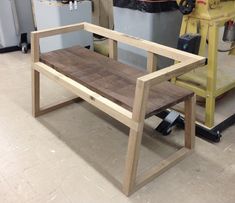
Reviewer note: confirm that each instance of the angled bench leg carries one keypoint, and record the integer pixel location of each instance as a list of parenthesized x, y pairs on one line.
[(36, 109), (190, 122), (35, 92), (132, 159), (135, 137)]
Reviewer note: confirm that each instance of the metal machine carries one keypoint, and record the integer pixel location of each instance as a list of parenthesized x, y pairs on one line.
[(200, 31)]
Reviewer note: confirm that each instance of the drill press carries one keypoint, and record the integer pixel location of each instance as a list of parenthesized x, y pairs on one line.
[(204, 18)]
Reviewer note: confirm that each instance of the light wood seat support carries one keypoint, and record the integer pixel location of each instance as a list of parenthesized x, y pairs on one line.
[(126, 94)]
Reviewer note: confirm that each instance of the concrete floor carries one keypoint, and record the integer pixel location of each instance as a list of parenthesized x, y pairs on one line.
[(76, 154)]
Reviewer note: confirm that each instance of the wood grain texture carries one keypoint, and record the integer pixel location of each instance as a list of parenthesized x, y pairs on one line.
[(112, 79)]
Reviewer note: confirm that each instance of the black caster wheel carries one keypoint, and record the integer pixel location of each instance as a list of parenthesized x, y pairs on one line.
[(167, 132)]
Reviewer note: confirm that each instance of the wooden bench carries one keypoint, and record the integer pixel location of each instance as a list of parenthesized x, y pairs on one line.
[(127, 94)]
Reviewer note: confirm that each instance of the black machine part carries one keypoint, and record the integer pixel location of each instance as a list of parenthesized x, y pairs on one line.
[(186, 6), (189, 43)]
* * *
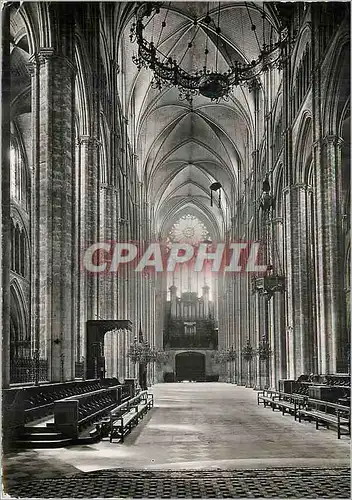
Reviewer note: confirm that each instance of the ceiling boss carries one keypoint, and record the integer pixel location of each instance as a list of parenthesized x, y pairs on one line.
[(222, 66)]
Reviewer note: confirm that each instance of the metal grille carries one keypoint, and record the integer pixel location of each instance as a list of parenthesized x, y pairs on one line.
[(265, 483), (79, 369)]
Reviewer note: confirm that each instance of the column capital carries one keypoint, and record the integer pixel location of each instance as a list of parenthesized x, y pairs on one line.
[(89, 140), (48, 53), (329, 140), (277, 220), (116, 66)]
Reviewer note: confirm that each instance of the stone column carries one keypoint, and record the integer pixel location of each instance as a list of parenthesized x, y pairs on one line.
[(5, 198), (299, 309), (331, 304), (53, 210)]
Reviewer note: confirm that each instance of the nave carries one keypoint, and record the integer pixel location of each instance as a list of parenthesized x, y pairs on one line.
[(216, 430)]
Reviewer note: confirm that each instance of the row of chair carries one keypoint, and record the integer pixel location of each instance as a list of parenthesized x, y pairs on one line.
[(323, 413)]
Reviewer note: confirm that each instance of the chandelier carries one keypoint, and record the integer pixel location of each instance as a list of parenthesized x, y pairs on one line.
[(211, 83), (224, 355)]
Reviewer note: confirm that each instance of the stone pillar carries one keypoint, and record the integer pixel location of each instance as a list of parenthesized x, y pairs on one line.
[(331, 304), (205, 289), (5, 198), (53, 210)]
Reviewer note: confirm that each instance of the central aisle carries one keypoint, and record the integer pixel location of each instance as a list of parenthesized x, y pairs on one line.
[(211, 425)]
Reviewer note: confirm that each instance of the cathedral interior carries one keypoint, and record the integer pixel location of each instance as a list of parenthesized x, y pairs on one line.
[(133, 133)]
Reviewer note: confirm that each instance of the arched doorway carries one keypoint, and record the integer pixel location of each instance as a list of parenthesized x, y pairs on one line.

* [Problem to work on]
Copy the lines between the one holding "Reviewer note: confirm that each instance of the wood grain" and the one holding "[(127, 94)]", inclusive, with each request kept as it is and every keypoint coordinate in the answers multiplied by 0.9 and rounded to a whole number, with halves rounded up.

* [Answer for this exercise]
Reviewer note: confirm that each instance of the wood grain texture carries one keypoint, and record the integer pixel location of each instance as a list of parenthesized x, y pairs on one line.
[(101, 71)]
Reviewer note: confirm that each instance of the black caster wheel carries one keypoint, and record the integer pixel location of each instance as a list of parenthesized x, y pairs on one line.
[(150, 119)]
Reviewer note: confirm that each instance of the wooden bench carries one keypoint, and record the integer pixel location of each instance as a list of parenthesized x, y pairs on one line.
[(114, 85)]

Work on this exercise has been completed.